■ INSTRUÇÕES A SEGUIR
Por favor, dê continuidade ao texto sobre a guerra em torno do hospital da Marinha no Complexo de Lins, começando logo após o último parágrafo.

■ TEXTO DO DOCUMENTO

▼

Encrustado no Complexo de Lins, onde o Comando Vermelho se armou com fuzis de guerra vendendo iogurte, carne e produtos roubados de caminhões, o hospital da Marinha virou o centro de uma guerra num país que se diz pacífico e pacifista.
Não é exclusividade dos militares. Os civis também morrem todos os dias vítimas de acidentes do destino. Mas será que são acidentes mesmo? Será que a gente não está enxugando o gelo?
Para a família da doutora Gisele – ou comandante Giselle – devem ser oferecidas as honrarias fúnebres, disseram fontes da Marinha. Tiros de festim, escolta especial, pavilhão nacional sobre o caixão…
Mas bandeira nenhuma é capaz de esconder a verdade que a morte revela. Sim, estamos em Guerra. E nem o mais astuto dos Almirantes, Generais ou Brigadeiros seria capaz de sugerir quando essa guerra vai acabar.
É que a guerra brasileira não é uma briga entre nações, embora tenha muitas semelhanças com essas guerras internacionais que a gente assiste pela televisão. Aqui, a luta também é por território – e cada metro vale muito.

▲

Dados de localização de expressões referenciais
▼

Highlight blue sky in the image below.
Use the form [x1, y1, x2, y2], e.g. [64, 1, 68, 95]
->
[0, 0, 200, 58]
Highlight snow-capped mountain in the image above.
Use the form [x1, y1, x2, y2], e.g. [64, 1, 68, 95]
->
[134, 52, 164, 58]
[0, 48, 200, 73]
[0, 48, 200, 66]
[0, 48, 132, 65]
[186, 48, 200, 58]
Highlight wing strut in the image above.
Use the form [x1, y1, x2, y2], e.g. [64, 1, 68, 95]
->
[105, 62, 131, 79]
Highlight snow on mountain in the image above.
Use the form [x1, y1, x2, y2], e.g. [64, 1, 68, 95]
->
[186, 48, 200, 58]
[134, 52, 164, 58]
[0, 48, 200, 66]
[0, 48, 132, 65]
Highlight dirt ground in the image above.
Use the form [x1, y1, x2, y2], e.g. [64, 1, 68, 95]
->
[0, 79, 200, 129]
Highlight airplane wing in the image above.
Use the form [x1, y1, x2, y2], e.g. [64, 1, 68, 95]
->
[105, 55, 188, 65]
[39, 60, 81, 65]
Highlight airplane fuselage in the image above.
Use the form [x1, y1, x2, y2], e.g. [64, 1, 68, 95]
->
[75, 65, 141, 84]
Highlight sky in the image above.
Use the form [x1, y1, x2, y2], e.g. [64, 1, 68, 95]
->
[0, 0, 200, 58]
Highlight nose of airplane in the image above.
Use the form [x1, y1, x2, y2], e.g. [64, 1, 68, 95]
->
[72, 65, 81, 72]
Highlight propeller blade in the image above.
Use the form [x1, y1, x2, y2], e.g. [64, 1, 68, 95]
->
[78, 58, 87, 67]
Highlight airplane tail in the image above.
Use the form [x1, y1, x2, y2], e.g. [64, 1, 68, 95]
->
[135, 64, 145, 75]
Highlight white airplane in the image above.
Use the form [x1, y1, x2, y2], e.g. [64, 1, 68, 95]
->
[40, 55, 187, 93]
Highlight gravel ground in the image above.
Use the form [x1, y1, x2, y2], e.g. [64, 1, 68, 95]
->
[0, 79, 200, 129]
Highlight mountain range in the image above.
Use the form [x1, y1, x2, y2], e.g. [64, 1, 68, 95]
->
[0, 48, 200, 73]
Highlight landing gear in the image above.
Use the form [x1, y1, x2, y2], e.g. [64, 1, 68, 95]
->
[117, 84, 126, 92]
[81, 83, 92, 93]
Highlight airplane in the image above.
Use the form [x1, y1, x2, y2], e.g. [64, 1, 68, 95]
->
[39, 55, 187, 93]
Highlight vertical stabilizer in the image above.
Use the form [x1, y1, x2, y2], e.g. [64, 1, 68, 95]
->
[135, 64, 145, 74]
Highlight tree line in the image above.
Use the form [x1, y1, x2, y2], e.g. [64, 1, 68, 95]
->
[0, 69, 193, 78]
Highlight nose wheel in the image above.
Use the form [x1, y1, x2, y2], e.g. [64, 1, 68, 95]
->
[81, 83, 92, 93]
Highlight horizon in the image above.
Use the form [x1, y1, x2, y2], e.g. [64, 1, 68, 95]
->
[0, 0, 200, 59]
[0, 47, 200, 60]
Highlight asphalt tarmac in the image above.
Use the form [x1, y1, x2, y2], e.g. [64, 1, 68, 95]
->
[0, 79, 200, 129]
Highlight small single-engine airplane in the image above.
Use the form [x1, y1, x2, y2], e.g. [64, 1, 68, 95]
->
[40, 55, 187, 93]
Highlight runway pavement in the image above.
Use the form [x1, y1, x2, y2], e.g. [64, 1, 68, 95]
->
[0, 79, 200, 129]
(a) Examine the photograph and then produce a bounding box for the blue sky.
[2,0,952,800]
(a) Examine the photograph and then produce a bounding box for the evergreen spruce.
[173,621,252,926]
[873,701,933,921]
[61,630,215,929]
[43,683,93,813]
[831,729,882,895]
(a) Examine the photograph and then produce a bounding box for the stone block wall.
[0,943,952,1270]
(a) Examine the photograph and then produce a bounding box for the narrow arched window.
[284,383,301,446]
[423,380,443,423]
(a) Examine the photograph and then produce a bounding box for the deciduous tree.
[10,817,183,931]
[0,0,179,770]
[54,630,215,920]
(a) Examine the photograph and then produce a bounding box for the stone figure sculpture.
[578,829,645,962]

▲

■ ÁREA DE RESPOSTA
O tráfico tem usado armas de guerra, roupa de guerra, veículos de guerra… Eles usam estratégias de dominação de território… de guerra! E inocentes morrem todos os dias, exatamente como nas guerras.
É impressionante olhar o que diziam sobre a médica morta em pleno expediente, trabalhando dentro de um hospital. Dentro de um hospital!
“Foram plantões e mais plantões sem nunca ter sido abalada pelo cansaço”, disse uma pessoa. “Excelente esposa, mãe, amiga, médica, oficial e diretora, doutora Gisele estava sempre disposta a ajudar. Pessoa doce, daquelas poucas que se confia”, disse outra.
“Operações no horário de entrada, tiros na madrugada, impedidos de entrar e sair por confrontos na comunidade, essa é nossa rotina diária”, comentou outro médico que trabalhou com Gisele.
E antes que alguém questione a comoção, alegando que ela era branca ou militar, portanto, privilegiada, vale lembrar: Gisele deixa a família e a história pra virar uma lembrança – ou um dado, um pedaço de papel, uma estatística criminal, como tantas e tantas outras que a gente só assiste aumentar.
A Marinha foi a primeira das três Forças a abrir espaço para mulheres, na década de 1980. Gisele Mendes de Souza e Melo, me contaram oficiais superiores, tinha tudo, absolutamente tudo para ser a quarta mulher a ocupar o posto de Almirante, o mais alto na hierarquia da força militar dos mares. Mas, em vez de promovida, a Capitão do Mar e Guerra acabou morta, durante o expediente, dentro de um hospital, numa guerra que ela nunca escolheu participar.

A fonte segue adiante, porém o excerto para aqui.